**Stated goal**
Find every line in the records below that contains the word "Kindly" and copy each of those lines.

**Region annotation entries**
####################

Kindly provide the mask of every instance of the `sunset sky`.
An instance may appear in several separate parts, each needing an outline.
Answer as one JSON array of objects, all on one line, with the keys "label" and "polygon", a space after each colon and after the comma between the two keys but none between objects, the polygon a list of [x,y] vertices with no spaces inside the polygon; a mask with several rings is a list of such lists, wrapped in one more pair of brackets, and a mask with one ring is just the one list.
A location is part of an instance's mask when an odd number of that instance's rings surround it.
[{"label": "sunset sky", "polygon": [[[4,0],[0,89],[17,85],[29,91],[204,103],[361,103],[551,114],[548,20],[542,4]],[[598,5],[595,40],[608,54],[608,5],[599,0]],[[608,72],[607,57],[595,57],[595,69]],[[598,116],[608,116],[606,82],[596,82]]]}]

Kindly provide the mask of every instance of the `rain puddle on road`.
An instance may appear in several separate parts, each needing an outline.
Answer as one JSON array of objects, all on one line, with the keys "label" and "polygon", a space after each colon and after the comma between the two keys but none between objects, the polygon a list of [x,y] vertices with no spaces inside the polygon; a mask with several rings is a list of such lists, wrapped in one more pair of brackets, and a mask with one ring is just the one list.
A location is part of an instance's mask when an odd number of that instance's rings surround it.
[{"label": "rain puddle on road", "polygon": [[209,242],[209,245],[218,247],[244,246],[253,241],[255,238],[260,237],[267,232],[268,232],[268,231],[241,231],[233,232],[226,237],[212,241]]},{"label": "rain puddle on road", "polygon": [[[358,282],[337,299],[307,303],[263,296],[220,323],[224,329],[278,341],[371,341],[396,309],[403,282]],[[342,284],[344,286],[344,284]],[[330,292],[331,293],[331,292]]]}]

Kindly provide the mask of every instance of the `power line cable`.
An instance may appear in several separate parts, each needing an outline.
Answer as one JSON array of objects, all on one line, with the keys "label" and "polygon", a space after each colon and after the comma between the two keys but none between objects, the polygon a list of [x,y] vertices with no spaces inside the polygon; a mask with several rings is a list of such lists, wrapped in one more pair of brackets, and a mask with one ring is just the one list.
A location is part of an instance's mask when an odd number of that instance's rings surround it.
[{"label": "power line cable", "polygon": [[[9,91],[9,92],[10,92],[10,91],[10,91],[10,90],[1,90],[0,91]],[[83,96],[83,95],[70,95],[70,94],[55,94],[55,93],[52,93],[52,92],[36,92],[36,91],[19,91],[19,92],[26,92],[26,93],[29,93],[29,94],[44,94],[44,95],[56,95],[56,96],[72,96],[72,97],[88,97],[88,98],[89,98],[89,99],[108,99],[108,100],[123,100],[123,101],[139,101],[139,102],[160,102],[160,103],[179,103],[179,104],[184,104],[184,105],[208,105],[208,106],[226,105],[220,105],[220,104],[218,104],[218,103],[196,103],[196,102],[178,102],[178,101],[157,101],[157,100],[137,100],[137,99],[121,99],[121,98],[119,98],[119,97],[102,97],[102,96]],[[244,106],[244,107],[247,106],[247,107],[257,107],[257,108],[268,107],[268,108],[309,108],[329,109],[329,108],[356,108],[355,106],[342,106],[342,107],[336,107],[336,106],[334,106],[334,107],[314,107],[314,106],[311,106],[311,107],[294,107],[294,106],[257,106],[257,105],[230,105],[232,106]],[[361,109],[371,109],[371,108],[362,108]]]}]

####################

**Expected answer**
Kindly provide the mask of every instance of the `sunset sky`.
Kindly provide the mask of every instance of the `rain puddle on road`.
Kindly provide the mask of every instance of the `power line cable`.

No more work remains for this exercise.